**Problem to solve**
All that is asked is a faithful reproduction of the entries.

**Entries provided**

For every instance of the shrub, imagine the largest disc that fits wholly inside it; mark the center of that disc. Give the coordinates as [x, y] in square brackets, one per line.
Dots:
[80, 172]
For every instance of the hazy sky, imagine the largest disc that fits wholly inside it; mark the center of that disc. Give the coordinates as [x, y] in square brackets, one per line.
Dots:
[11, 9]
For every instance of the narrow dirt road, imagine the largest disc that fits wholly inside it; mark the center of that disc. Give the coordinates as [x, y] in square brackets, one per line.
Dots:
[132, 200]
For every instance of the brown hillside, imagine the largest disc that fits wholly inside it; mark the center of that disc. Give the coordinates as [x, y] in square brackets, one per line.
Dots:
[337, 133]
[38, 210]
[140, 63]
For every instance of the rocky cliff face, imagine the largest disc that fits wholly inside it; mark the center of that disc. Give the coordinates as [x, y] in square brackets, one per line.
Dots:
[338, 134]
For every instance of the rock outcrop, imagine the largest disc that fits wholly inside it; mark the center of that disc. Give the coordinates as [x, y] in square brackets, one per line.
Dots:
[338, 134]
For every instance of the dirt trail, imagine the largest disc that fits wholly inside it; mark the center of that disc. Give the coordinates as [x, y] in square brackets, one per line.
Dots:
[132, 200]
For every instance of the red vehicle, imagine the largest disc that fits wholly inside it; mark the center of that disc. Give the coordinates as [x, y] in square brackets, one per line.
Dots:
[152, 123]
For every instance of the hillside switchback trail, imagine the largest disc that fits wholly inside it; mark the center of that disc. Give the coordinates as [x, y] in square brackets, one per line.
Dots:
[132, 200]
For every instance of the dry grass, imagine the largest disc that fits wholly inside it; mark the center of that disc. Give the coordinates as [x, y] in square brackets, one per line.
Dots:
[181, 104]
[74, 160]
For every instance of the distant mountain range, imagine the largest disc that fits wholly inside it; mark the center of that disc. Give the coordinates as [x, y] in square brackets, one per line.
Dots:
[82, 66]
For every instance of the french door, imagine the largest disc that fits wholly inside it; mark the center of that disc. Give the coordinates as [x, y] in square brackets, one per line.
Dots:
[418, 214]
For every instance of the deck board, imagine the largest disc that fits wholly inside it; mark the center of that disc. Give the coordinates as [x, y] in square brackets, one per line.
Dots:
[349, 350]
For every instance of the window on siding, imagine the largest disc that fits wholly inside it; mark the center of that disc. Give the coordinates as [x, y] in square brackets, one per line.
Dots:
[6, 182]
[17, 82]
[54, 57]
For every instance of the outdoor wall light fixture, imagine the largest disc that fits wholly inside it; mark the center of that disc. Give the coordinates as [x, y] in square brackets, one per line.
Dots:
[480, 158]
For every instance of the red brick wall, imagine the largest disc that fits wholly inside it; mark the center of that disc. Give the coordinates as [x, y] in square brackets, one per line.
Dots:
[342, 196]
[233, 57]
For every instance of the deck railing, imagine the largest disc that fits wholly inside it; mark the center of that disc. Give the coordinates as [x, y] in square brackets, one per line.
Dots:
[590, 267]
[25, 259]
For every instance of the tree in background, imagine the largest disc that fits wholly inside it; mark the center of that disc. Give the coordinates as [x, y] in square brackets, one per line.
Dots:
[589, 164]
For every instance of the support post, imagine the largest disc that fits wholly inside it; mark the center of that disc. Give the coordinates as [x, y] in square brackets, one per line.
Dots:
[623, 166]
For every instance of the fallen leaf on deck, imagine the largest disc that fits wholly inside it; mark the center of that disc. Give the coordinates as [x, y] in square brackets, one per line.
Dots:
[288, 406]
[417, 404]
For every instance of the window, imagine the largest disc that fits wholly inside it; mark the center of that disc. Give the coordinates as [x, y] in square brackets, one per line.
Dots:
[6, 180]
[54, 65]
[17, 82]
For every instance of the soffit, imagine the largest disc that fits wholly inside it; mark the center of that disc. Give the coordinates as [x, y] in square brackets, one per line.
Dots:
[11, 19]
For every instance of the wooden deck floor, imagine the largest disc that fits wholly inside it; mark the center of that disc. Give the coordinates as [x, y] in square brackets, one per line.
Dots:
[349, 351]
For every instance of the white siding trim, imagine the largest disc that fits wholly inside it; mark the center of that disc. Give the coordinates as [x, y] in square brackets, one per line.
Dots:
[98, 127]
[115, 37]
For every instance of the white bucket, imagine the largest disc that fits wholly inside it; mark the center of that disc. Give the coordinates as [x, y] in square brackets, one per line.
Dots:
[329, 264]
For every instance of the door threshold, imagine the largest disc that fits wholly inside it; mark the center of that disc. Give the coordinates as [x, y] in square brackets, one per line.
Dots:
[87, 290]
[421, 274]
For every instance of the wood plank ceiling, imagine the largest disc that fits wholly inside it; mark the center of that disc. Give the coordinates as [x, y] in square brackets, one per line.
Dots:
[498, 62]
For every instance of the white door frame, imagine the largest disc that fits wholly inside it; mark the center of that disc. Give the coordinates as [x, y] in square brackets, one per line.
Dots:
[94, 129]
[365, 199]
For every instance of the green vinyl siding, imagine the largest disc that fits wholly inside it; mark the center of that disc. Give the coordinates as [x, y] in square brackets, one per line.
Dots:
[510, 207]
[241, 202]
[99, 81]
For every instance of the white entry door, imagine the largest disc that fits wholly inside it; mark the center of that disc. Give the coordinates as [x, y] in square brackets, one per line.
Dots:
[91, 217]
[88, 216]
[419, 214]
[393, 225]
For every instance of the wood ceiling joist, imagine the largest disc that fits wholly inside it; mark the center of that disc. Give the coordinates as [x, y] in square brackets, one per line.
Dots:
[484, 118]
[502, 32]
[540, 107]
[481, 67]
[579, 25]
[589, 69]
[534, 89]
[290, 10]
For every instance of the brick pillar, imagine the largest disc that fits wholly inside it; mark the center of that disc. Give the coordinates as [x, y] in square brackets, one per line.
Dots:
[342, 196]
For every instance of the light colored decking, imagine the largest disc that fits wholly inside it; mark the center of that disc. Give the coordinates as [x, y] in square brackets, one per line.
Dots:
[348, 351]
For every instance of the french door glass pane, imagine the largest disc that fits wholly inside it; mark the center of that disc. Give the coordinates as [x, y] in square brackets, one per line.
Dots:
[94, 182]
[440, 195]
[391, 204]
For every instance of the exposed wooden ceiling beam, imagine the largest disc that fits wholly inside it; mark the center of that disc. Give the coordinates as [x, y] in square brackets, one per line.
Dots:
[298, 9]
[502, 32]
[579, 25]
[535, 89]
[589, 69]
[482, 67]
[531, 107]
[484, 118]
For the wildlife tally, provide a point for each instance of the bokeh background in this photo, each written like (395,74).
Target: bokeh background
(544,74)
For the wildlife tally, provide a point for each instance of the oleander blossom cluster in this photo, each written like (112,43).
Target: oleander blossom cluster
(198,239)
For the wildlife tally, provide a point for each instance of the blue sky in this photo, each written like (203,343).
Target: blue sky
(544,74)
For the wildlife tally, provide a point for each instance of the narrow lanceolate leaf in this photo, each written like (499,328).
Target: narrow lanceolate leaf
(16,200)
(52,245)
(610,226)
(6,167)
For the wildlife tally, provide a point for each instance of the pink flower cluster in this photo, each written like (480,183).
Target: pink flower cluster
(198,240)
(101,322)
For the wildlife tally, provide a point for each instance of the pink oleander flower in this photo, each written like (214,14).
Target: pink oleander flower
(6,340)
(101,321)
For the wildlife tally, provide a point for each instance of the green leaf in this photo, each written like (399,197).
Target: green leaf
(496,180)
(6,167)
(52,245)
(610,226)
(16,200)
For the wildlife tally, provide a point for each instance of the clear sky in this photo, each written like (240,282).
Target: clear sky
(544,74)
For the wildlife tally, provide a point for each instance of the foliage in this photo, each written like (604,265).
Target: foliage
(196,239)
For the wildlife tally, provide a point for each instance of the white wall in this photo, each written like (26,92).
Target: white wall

**Final answer**
For every instance of the shrub, imagine the largest disc that fits wholly inside it; mark the center of that disc. Give the coordinates as [x, y] in square brackets, one per line.
Dots:
[80, 172]
For every instance of the hazy sky, imagine the largest disc that fits wholly inside it; mark the center of that disc. Give the coordinates as [x, y] in square brackets, one per line.
Dots:
[11, 9]
For every instance of the narrow dirt road, imagine the largest disc that fits wholly inside it; mark the center of that disc. Give the coordinates as [x, y] in square brackets, one per line.
Dots:
[132, 200]
For every instance of the brown hillside, imagine the largest disc that fits wholly inside it; mark the center of that disc. Give the coordinates as [x, y] in square brackets, one per line.
Dots:
[337, 133]
[38, 210]
[140, 63]
For every instance of the rocky cliff face, imagine the largest disc that fits wholly inside it; mark the center of that disc. Give the coordinates as [x, y] in square brackets, one per line.
Dots:
[338, 134]
For every instance of the rock outcrop, imagine the largest disc that fits wholly inside it; mark the center of that disc. Give the coordinates as [x, y] in square brackets, one per line.
Dots:
[338, 134]
For every instance of the dirt trail, imagine the largest disc that fits wholly inside it; mark the center of that disc. Give the coordinates as [x, y] in square brackets, one per line.
Dots:
[132, 200]
For every instance of the red vehicle, imagine the largest disc that fits wholly inside it; mark the center of that disc. Give the coordinates as [x, y] in square brackets, one per line.
Dots:
[152, 123]
For every instance of the hillside switchback trail, imagine the largest disc that fits wholly inside it; mark the center of that disc. Give the coordinates as [x, y] in square brackets, one per line.
Dots:
[132, 200]
For every instance of the dry grass, imagine the largest disc that fits wholly inside it; mark the center of that disc. Give the coordinates as [x, y] in square brackets, one per line.
Dots:
[181, 104]
[74, 160]
For every instance of the distant mountain range, imagine the largest disc that fits wholly inside it; mark the center of that disc. Give the coordinates as [x, y] in square brackets, one per line.
Dots:
[82, 66]
For every instance of the french door, imagine the largest disc that fits wholly inside it; mark the center of that disc. Give the coordinates as [x, y] in square brackets, one per line.
Dots:
[418, 214]
For every instance of the deck board, imagine the largest disc that fits wholly inside it; mark the center of that disc. Give the coordinates as [x, y] in square brackets, one per line.
Dots:
[349, 350]
For every instance of the window on siding, imagine the largest disc that fits wholly inside it; mark the center of that disc. Give the coordinates as [x, y] in square brackets, one per line.
Dots:
[6, 182]
[17, 82]
[54, 57]
For every instance of the outdoor wall light fixture, imagine the largest disc that fits wholly inside it; mark the center of that disc. Give the coordinates as [x, y] in square brackets, one per line.
Dots:
[480, 158]
For every instance of the red brick wall, imagine the largest disc that fits wholly inside it; mark the center of that disc. Give the coordinates as [x, y] in square brackets, one per line.
Dots:
[342, 196]
[233, 57]
For every instance of the deck railing, imagine the largest disc that fits wholly inside it; mark the center of that disc. Give the coordinates as [x, y] in square brackets, one per line.
Dots:
[590, 267]
[25, 259]
For every instance of the tree in background, imagine the largest disc that fits wholly inside it; mark the center of that disc. Give the coordinates as [x, y] in square brackets, one per line.
Dots:
[589, 164]
For every instance of the support post, imagine the largest disc that fits wholly inside it; mark the center of that disc. Give the coordinates as [x, y] in square brackets, one per line.
Dots:
[623, 166]
For every instance of the fallen leaf on deck, imagine the largest disc that fits wholly inside it; mark the center of that disc. Give the coordinates as [x, y] in square brackets, one per line.
Dots:
[288, 406]
[417, 404]
For every instance of the window, imagine the largest disc that fits wholly inside it; mark the center of that disc. Give the coordinates as [x, y] in square brackets, one per line.
Dots:
[6, 180]
[54, 65]
[17, 82]
For every instance of the soffit, imagine the largest disc that fits wholly inside it; mark the center of that disc. Give the coordinates as [x, y] in square brackets, one per line.
Dots:
[11, 19]
For every instance of the wooden deck floor, imagine the largest disc that fits wholly inside it; mark the center of that disc. Give the coordinates as [x, y] in square brackets, one per line.
Dots:
[349, 351]
For every instance of the white siding trim, imagine the largest disc that fits wholly inside it; mark the center of that disc. Give the coordinates as [x, y] in square brackets, one per line.
Dots:
[98, 127]
[115, 37]
For every instance of the white bucket, imagine the largest disc that fits wholly inside it; mark the center of that disc. Give the coordinates as [x, y] in square brackets, one per line.
Dots:
[329, 264]
For every instance of the door threshold, imagine the largest disc that fits wholly inside it; mark the center of that disc. Give the coordinates as [x, y] in square brackets, one per line.
Dots:
[87, 290]
[421, 274]
For every instance of the wood plank ceiling, imagine the largest disc that fits wholly inside it; mark the center of that disc. Give the coordinates as [x, y] in square brackets, one per line.
Dots:
[498, 62]
For every instance of the white door frame, imagine the largest disc that fits wholly inside it; mark the center of that disc. Give the coordinates as [x, y] in square brackets, one per line.
Dots:
[94, 129]
[365, 199]
For every instance of the green vinyl siding, imagine the largest disc that fits wholly inside it; mark the center of that disc. Give the coordinates as [x, y] in square brackets, one per line.
Dots:
[510, 207]
[241, 202]
[99, 81]
For every instance of the white entry door, imagine the largest disc that fits wholly inside it; mark the center of that disc. Give the coordinates as [x, y] in square brackets, one per line.
Dots:
[91, 217]
[88, 216]
[419, 214]
[393, 225]
For every instance of the wood ceiling joist, imagine the largest disc that fits wholly inside it; mark the center of that disc. Give the coordinates as [x, y] in square brackets, one per line.
Dots:
[484, 118]
[502, 32]
[540, 107]
[481, 67]
[579, 25]
[589, 69]
[534, 89]
[290, 10]
For every instance of the brick pillar, imagine the largest disc that fits wholly inside it; mark the center of that disc. Give the coordinates as [x, y] in square brackets, one per line.
Dots:
[342, 196]
For every instance of the light colored decking, imagine the largest disc that fits wholly inside it; mark the center of that disc. Give the coordinates as [x, y] in square brackets, one per line.
Dots:
[348, 351]
For every instance of the french door glass pane, imagine the largest disc that fits wholly inside it; mark the center of that disc. Give the coordinates as [x, y] in square brackets, one per line.
Dots:
[94, 182]
[440, 195]
[391, 204]
For every instance of the exposed wooden ceiling beam, imagine the largest disc that fits wholly inside it; mark the center of that disc. Give the coordinates as [x, y] in square brackets, one per line.
Dots:
[298, 9]
[502, 32]
[579, 25]
[535, 89]
[589, 69]
[482, 67]
[531, 107]
[484, 118]
For the wildlife tally, provide a point for each instance of the bokeh background in this photo, each written like (395,74).
Target: bokeh background
(544,74)
For the wildlife tally, provide a point for each instance of the oleander blossom cluster in this photo, each written like (112,43).
Target: oleander blossom cluster
(198,239)
For the wildlife tally, provide a point for each instance of the blue sky in this photo, each written like (203,343).
Target: blue sky
(544,74)
For the wildlife tally, provide a point for each instance of the narrow lanceolate leaf in this photo, each written like (499,328).
Target: narrow lanceolate leaf
(16,200)
(52,245)
(610,226)
(6,167)
For the wildlife tally, provide a point for each instance of the pink flower cluster in this photo, each written like (480,183).
Target: pink flower cluster
(198,240)
(101,322)
For the wildlife tally, provide a point for each instance of the pink oleander flower in this photo, each written like (214,14).
Target: pink oleander flower
(6,340)
(101,321)
For the wildlife tally, provide a point for each instance of the green leaf in this photo, each written like (399,197).
Target: green leaf
(496,180)
(6,167)
(52,245)
(610,226)
(16,200)
For the wildlife tally, provide a point for each instance of the clear sky in this photo, each written like (240,282).
Target: clear sky
(544,74)
For the wildlife tally, provide a point for each instance of the foliage in this photo, each written like (604,265).
Target: foliage
(196,239)
For the wildlife tally, provide a point for each instance of the white wall in this photo, each written like (26,92).
Target: white wall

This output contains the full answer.